Short task:
Convert every line of the listing below into a numbered list, omitting any blank lines.

Labeled contour entries
··········
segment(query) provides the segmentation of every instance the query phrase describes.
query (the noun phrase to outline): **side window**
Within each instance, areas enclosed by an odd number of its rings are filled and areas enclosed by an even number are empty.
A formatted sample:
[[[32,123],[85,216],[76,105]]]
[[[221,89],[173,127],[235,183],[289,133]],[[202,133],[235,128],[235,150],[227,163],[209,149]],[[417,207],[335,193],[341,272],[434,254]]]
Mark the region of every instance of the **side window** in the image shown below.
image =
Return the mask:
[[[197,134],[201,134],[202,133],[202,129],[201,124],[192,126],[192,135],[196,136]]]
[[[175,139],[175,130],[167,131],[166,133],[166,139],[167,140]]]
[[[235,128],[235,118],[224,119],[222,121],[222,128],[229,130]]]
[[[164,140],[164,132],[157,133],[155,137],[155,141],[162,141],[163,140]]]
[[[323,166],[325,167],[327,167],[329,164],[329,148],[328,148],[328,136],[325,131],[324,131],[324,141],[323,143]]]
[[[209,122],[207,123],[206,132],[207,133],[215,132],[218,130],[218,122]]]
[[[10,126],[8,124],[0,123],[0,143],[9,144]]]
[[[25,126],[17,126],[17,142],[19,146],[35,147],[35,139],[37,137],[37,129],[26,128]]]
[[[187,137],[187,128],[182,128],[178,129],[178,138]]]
··········
Problem solution:
1. segment(query) provides the segmentation of every instance the query phrase describes.
2. query (the noun phrase to outline): **side window**
3. Within each instance, areas enclosed by an odd number of its rings are filled and areas enclosed by an even number are empty.
4. A formatted sample:
5. [[[32,123],[85,216],[76,105]]]
6. [[[221,89],[173,127],[235,183],[289,133]],[[202,133],[235,128],[235,150],[227,163],[209,149]],[[417,207],[335,193],[341,272],[434,254]]]
7. Mark the region of every instance of the **side window** in the image shown below.
8. image =
9. Return the mask:
10. [[[197,134],[201,134],[202,133],[202,129],[201,124],[192,126],[192,135],[196,136]]]
11. [[[175,139],[175,130],[167,131],[166,133],[166,139],[167,140]]]
12. [[[235,128],[235,118],[224,119],[222,121],[222,128],[229,130]]]
13. [[[164,140],[164,132],[157,133],[155,137],[155,141],[162,141],[163,140]]]
14. [[[323,166],[325,167],[327,167],[329,164],[329,148],[328,148],[328,136],[325,131],[324,131],[324,141],[323,143]]]
15. [[[209,122],[207,123],[206,132],[207,133],[215,132],[218,130],[218,122]]]
16. [[[10,126],[8,124],[0,123],[0,143],[9,144]]]
17. [[[25,126],[17,126],[17,142],[19,146],[35,147],[35,139],[37,137],[37,129],[26,128]]]
18. [[[187,137],[187,128],[182,128],[178,129],[178,138]]]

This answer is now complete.